Add 53 to every bounding-box coordinate in the answers, then give all the lines again, from the first line through the line holding "[404,680,440,693]", inclusive.

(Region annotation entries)
>>>>>

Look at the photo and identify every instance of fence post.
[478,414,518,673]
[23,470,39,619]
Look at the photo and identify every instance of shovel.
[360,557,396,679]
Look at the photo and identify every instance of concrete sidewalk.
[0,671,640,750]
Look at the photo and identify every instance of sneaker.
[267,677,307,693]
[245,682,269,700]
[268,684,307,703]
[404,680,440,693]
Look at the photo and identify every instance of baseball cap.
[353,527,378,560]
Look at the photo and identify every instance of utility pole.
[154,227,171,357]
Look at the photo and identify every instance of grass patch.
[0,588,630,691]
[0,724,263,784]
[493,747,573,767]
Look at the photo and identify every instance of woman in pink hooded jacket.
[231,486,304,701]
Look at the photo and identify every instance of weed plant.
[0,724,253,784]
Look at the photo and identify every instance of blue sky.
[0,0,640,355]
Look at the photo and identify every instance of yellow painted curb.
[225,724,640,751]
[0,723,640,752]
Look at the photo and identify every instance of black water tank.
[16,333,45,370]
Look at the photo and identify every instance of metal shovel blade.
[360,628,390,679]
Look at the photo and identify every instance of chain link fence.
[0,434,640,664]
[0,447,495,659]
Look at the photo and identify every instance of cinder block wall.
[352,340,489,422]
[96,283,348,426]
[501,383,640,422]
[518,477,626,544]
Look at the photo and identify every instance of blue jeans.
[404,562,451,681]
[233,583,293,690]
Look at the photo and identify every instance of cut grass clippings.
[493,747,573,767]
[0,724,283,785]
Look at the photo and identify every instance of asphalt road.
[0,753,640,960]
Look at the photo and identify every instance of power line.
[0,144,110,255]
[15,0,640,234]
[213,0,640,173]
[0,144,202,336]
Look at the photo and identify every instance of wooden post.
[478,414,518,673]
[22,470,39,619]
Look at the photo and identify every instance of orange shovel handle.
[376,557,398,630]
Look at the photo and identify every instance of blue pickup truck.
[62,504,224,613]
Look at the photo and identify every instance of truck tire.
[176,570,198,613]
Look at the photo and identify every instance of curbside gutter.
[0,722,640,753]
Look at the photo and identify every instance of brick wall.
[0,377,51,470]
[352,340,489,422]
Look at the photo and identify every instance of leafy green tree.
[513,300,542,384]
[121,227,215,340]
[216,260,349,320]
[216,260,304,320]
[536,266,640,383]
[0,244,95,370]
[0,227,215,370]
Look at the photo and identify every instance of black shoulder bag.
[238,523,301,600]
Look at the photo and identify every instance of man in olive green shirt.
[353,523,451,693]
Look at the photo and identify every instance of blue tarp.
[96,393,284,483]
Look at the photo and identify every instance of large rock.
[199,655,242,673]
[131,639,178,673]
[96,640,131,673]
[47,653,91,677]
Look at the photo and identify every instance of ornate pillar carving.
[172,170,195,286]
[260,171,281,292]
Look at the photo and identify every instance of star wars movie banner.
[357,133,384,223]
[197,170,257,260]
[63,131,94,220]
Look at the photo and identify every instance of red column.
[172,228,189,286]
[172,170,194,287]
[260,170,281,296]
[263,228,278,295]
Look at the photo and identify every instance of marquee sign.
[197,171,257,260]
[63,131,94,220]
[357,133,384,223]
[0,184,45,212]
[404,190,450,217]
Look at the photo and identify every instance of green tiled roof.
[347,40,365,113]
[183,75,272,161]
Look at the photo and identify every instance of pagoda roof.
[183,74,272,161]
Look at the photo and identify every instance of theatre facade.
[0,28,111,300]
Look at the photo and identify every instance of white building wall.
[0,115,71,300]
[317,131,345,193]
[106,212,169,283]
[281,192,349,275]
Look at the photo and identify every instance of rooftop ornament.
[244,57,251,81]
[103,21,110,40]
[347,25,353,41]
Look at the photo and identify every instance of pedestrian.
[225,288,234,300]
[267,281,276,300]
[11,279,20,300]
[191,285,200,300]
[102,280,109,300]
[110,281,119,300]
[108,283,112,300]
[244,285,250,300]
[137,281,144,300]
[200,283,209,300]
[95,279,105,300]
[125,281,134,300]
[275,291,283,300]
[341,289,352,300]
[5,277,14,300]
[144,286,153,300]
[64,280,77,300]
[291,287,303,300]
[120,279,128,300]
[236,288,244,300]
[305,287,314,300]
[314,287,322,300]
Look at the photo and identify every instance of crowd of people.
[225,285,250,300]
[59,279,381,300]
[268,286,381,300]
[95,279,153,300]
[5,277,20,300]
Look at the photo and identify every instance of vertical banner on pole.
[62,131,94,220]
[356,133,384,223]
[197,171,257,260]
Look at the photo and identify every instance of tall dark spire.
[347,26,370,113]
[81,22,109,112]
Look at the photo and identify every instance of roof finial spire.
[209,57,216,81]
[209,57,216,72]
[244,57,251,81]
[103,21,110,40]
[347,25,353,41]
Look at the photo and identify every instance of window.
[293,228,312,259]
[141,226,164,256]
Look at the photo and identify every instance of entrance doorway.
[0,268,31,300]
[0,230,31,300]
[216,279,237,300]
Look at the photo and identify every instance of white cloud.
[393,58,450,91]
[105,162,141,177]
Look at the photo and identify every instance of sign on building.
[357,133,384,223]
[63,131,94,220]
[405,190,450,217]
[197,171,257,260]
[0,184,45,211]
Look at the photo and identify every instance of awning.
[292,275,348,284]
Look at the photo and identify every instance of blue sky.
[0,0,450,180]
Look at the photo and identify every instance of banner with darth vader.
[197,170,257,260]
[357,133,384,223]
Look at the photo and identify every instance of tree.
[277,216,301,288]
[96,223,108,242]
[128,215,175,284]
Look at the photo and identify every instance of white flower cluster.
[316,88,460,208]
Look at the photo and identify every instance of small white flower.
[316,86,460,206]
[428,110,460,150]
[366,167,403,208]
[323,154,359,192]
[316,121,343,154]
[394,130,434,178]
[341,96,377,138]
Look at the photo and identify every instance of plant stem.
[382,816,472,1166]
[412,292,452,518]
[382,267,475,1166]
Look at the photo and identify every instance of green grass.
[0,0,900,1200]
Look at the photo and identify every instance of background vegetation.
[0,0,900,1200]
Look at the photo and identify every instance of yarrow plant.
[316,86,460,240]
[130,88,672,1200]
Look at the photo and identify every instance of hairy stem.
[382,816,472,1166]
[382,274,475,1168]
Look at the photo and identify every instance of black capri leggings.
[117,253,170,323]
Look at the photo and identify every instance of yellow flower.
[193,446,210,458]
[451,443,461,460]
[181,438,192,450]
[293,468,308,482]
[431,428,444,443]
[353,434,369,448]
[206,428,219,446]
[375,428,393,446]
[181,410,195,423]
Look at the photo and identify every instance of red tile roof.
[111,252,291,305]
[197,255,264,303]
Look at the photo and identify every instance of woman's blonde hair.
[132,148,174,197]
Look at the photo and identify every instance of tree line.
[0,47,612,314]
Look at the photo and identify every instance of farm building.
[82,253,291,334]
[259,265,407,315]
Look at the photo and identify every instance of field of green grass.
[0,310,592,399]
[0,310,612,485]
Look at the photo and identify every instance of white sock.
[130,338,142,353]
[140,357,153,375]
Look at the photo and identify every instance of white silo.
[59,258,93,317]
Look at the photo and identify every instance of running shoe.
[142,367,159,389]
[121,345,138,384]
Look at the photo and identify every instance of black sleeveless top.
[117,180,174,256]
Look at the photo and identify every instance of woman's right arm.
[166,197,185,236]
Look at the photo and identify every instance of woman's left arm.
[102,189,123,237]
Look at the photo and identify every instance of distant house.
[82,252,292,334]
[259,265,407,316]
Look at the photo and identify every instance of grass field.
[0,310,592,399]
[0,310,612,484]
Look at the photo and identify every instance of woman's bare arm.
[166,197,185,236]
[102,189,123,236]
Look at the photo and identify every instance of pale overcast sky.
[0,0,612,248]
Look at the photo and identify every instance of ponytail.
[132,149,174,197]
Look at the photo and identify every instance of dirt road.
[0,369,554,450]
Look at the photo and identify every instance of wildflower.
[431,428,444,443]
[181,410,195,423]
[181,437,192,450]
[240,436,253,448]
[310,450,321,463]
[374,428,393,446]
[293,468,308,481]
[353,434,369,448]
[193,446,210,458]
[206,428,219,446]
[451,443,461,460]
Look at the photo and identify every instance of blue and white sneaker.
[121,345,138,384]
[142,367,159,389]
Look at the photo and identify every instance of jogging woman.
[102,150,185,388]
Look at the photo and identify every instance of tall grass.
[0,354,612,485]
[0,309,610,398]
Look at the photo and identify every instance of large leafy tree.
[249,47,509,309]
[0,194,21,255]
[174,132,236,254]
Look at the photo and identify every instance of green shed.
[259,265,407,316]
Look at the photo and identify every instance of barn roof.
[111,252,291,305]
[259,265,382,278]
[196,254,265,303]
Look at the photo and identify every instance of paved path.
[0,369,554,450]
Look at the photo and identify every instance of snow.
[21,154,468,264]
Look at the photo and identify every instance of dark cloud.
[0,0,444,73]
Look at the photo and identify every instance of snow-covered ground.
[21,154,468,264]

<<<<<

— Worked solution —
Look at the photo and identify every instance of fence post.
[531,467,571,726]
[76,523,92,672]
Look at the photo and identify every instance of shovel.
[413,610,449,732]
Look at the photo and identify every instance of concrete sidewalk.
[53,724,693,803]
Look at the photo and identify every instance of sneaker.
[320,730,360,746]
[298,735,322,753]
[321,737,360,756]
[457,733,493,746]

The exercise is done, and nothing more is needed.